RECORDS FOR THE EXERCISE
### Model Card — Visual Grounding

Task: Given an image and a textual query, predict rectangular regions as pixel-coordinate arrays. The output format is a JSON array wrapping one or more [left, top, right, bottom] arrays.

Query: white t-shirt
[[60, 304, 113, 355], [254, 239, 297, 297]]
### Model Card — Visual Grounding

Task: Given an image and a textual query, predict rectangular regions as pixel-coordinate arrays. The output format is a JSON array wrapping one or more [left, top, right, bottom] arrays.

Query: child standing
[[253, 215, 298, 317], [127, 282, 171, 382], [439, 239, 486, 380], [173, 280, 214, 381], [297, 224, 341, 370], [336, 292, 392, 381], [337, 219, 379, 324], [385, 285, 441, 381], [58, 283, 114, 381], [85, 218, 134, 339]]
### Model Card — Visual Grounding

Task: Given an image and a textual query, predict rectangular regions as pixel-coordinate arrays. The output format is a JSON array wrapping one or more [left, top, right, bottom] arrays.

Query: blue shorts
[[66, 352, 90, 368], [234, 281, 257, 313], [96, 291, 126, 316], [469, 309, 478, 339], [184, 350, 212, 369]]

EXERCISE GOAL
Reproduce all of the data above word for word, keeping every line as it appears.

OUTPUT FOR THIS TASK
### Model Card — Visual Grounding

Task: Given an image and a textual query, predict rectangular regions as pixel-coordinate arrays. The output format is a JSON array wrapping one or more [left, top, right, bottom] arrays.

Query: white t-shirt
[[60, 304, 113, 355], [254, 239, 297, 297]]
### Model Card — Visual Grounding

Task: Given an image and a textual query, predict rectangular regions as pixel-coordinate arrays. The output format is a JSON array wrapping one or more [left, top, right, bottom] arrays.

Query: child standing
[[253, 215, 298, 317], [127, 282, 171, 382], [439, 239, 486, 380], [173, 280, 214, 381], [297, 224, 341, 370], [336, 292, 392, 381], [337, 219, 379, 324], [385, 285, 441, 381], [58, 283, 114, 381], [85, 218, 134, 339]]
### Model Card — Visual Grounding

Task: Given an image and a textual query, predict rectangular regions as pixel-coordinate arrays. The output format is a JSON array wrapping one or more [left, top, right, bottom] arrays.

Query: blue shorts
[[66, 352, 90, 368], [234, 281, 257, 313], [96, 291, 126, 316], [469, 309, 478, 339], [184, 350, 212, 369]]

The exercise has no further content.